Exercise requirements: Please copy each of the records below word for word, keeping every line in its original order.

--- Begin Records provided ---

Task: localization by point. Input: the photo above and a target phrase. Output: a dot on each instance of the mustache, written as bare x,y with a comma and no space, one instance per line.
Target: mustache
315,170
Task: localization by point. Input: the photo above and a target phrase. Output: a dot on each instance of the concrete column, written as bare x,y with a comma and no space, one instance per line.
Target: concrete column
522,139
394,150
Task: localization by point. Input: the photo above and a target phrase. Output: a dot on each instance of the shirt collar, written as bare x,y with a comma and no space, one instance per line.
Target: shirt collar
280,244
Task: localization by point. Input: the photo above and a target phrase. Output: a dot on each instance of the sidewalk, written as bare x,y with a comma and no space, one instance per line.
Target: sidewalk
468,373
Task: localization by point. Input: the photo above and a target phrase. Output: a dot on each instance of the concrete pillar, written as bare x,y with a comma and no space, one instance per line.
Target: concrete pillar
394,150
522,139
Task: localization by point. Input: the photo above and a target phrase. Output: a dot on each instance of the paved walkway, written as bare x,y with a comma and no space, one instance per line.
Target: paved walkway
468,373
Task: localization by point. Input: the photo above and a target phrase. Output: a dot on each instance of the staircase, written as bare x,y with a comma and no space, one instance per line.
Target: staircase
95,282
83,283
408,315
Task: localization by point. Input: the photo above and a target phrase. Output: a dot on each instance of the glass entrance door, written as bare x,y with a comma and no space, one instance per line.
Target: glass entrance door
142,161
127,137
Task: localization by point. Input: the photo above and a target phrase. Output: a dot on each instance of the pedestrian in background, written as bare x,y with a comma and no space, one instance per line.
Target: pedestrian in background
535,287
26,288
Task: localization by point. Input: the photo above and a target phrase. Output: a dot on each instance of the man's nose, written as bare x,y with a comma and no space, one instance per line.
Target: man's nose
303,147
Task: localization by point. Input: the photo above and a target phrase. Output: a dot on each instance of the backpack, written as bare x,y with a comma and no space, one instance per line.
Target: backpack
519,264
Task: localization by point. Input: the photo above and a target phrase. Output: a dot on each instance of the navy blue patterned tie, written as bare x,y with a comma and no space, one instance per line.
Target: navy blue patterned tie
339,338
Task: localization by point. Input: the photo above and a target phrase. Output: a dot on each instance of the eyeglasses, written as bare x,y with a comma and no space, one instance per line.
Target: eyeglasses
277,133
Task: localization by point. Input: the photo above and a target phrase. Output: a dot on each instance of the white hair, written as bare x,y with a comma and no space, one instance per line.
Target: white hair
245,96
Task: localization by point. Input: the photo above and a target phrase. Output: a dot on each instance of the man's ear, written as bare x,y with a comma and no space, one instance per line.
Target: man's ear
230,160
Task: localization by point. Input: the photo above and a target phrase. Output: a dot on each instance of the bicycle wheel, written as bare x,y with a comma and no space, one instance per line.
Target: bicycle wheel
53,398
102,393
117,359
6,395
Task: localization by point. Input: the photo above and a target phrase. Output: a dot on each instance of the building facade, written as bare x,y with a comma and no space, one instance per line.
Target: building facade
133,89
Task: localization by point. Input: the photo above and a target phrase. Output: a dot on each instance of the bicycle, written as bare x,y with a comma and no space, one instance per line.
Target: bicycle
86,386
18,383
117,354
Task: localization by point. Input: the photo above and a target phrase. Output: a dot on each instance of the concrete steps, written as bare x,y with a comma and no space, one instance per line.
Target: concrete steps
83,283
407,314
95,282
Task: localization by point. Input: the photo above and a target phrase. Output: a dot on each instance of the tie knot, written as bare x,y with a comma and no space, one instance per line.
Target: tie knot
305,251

--- End Records provided ---

Solution to the problem:
Task: localization by point. Input: the photo above and a target phrase. Output: a dot on each instance of the mustache, written as bare x,y with a comma and no space, one instance per line.
Target: mustache
315,170
Task: localization by point. Input: the photo above and a target phrase. Output: a dot on each instance of the concrete column, written as bare x,y with a comma and no space, one instance per line.
Target: concrete column
522,139
394,150
Task: localization by point. Input: the photo above and a target phrase. Output: a dot on each instance of the shirt collar, written as bare x,y with a comma and no space, one instance per line.
Target: shirt collar
280,244
Task: localization by point. Input: the photo above and a target phrase. Output: a dot on each instance of the sidewalk, written as bare x,y with a comma and no space, one instance per line.
Target: sidewalk
468,373
Task: localization by point. Input: the photo above and a target phrase. Output: a dot on each instance of the concrete pillar, written as bare x,y with a comma and no space, one instance per line.
Target: concrete pillar
394,150
522,139
Task: localization by point. Input: the photo above and a target phrase. Output: a dot on each instance of the paved walkway, written as bare x,y with a comma and no space, one instance per line.
Target: paved walkway
468,373
Task: localization by point. Input: the photo above and a target phrase. Output: a dot on each instance of the staircase, written as bare x,y with a comma and no space, one instance per line.
Target: staircase
95,282
83,283
408,315
Task: localization by point. Input: the photo above and a target phrase. Output: a dot on each instance of the glass entrance door, written as bare x,y with a comma and no space, one instance per line.
Target: glass entrance door
142,161
127,137
Task: localization by point. Input: the photo above and a target phrase. Output: a dot on each instance of the pedestrian in background, written as bare x,y with a comma and no space, one instance per line.
Target: pedestrian in background
535,287
26,288
Task: localization by point. Input: the photo above and a target phrase. Output: a dot on each instance of the man's nose, written as bare x,y with a comma and no space, one instance per line.
Target: man's nose
303,147
Task: localization by point. Input: the photo above and a target phrase. Output: a dot on each instance of the backpack, written as bare x,y with a comma and no space, one instance per line.
Target: backpack
519,264
Task: localization by point. Input: the photo above and a target phrase. Output: a dot on each instance of the navy blue patterned tie, written as bare x,y with a comma and no space, one instance per line.
Target: navy blue patterned tie
339,338
Task: localization by point. Input: the photo above and a target phrase. Output: a dot on each instance of the eyeglasses, written as bare x,y with a comma and no space, one instance per line.
Target: eyeglasses
277,133
Task: localization by point. Input: the photo above and a target phrase. Output: a dot on each instance of the white hair, written as bare x,y with a comma and no space, one instance per line.
Target: white hair
245,96
Task: localization by point. Input: the photo above and a target phrase. Output: a dot on each instance of the man's ear, written as bare x,y with a comma and no space, one instance per line.
Target: man's ear
230,160
Task: localization by point. Input: the photo above and a target phrase. Output: a dot on each instance of the bicycle wheel, written as bare x,y with a comma and no space, one instance per line.
Target: bicycle wheel
53,398
102,393
117,359
6,395
Task: localization by point. Input: the photo above and a target phrase. Output: a dot on each instance of the building facade, written as bare x,y with a comma and no space, one instance per line.
Target: building facade
133,89
Task: localization by point. Input: the photo above and a target phrase. Output: a dot on each instance of the bicycle, written as bare x,y with a comma and no space, one instance per line.
Target: bicycle
86,386
18,383
117,354
Task: localization by point. Input: the photo above and a target phrase. Output: a dot on each instance of the concrete steps, written as bare x,y with a comma and no space, one instance per line.
Target: concrete steps
83,283
407,314
95,282
Task: localization by point. Input: the photo above and a target phrase. Output: a dot on each instance of the tie knot, written as bare x,y with a comma and no space, one instance per line.
Target: tie knot
305,251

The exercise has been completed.